Supporters of conventional federalism have a ready list of reasons why states matter. Federalism promotes choice, fosters competition, facilitates participation, enables experimentation, and wards off a national Leviathan. The conventional account insists that sovereign or at least autonomous states—states with “meaningful things to do,” to use Ernie Young’s pragmatic definition7—are necessary to achieve these important goals.

The nationalist school has put a different set of reasons for valuing states on the board. Most take the perspective of the detached social engineer, focusing on the institutional features needed for a vast and diverse nation to thrive. But some take the vantage point of a self-interested national actor. What unites these new accounts of federalism’s ends is that they are also nationalist ends.8

You might think that a “nationalist school of federalism” is a contradiction in terms. It isn’t. In order to see why, a bit of a definitional work is in order.

────────────────────

**Challenge 1**
Write out the passage on federalism word for word, beginning at the words "Supporters of conventional" and stopping after the words "these important goals.".

(Collection entries)
────────────────────

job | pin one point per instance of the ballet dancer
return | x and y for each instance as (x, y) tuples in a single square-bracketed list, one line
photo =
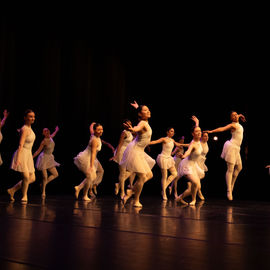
[(45, 161), (22, 160), (190, 169), (135, 160), (231, 150), (125, 138), (2, 123), (177, 156), (165, 160)]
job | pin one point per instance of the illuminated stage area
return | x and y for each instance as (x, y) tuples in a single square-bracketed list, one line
[(62, 233)]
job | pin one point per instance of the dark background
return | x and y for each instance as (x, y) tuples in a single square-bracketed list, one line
[(71, 74)]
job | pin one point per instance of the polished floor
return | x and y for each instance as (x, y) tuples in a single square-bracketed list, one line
[(62, 233)]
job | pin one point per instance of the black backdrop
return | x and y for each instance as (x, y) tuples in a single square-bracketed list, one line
[(70, 82)]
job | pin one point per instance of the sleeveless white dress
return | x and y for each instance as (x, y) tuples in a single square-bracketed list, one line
[(189, 165), (26, 157), (45, 159), (127, 140), (82, 160), (177, 157), (165, 159), (1, 138), (202, 158), (231, 148), (134, 158)]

────────────────────

**Challenge 2**
Give again, without any change, the lines of the records that run from the line containing "job | pin one point per instance of the sleeveless" through the end of the records, both ends included.

**Full output 1**
Supporters of conventional federalism have a ready list of reasons why states matter. Federalism promotes choice, fosters competition, facilitates participation, enables experimentation, and wards off a national Leviathan. The conventional account insists that sovereign or at least autonomous states—states with “meaningful things to do,” to use Ernie Young’s pragmatic definition7—are necessary to achieve these important goals.

**Full output 2**
job | pin one point per instance of the sleeveless white dress
return | x and y for each instance as (x, y) tuples in a single square-bracketed list, one line
[(189, 165), (26, 157), (45, 159), (127, 140), (82, 160), (177, 157), (165, 159), (1, 138), (202, 158), (231, 148), (134, 158)]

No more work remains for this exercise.